## What needs to be done
How many lines in the data below contain the word "green"? Reply with the number only.

## Available records
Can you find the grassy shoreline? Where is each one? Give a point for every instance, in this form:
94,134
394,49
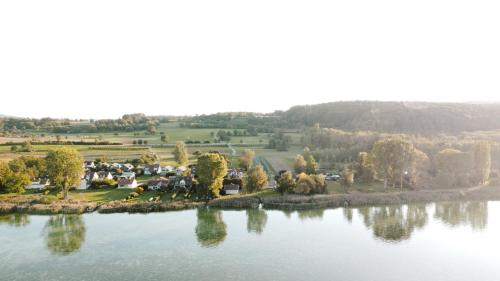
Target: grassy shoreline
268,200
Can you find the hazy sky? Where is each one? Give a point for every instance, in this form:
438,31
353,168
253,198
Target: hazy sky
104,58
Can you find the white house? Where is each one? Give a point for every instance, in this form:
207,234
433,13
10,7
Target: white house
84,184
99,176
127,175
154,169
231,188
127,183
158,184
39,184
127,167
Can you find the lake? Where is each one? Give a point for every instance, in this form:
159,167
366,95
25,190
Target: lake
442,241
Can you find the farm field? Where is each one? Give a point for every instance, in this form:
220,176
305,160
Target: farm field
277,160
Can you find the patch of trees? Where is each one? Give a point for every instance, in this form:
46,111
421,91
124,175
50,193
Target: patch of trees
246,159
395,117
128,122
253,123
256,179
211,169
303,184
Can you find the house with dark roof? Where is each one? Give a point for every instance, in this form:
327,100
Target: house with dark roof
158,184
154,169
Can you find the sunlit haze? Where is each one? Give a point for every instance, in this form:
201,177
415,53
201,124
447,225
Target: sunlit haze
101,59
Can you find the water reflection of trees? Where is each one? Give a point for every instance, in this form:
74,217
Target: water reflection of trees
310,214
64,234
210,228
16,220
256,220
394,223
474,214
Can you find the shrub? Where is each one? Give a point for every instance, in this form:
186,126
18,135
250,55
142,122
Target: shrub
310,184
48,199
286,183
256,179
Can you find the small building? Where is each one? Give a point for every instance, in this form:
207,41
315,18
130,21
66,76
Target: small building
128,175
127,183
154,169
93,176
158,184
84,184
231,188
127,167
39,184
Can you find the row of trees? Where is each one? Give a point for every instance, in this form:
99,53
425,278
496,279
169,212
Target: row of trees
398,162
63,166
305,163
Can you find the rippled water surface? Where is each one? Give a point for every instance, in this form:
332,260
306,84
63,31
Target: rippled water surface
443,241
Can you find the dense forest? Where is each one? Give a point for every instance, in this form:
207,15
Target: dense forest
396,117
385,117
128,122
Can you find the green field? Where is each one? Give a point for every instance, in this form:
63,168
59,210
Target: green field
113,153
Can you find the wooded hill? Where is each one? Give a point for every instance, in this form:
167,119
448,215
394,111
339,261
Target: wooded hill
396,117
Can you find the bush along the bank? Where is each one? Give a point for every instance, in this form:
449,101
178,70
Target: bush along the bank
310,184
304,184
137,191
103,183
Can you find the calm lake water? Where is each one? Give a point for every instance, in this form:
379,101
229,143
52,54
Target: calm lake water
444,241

---

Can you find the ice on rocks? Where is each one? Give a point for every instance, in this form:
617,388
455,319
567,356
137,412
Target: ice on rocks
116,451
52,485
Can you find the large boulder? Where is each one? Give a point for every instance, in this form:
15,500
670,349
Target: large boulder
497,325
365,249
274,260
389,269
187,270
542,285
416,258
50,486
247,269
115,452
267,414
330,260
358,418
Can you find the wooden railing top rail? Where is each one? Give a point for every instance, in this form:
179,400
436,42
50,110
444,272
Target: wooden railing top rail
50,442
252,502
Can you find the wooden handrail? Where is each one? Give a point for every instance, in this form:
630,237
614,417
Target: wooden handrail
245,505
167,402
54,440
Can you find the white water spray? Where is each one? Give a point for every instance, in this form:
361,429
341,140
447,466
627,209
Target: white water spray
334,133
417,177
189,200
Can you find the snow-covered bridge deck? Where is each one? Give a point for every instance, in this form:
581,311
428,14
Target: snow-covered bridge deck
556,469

...

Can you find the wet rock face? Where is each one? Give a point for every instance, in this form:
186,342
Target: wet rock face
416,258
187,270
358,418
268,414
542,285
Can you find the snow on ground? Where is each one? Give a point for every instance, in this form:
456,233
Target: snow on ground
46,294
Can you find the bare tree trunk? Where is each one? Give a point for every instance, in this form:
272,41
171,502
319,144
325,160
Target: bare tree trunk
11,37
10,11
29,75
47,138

## Final result
2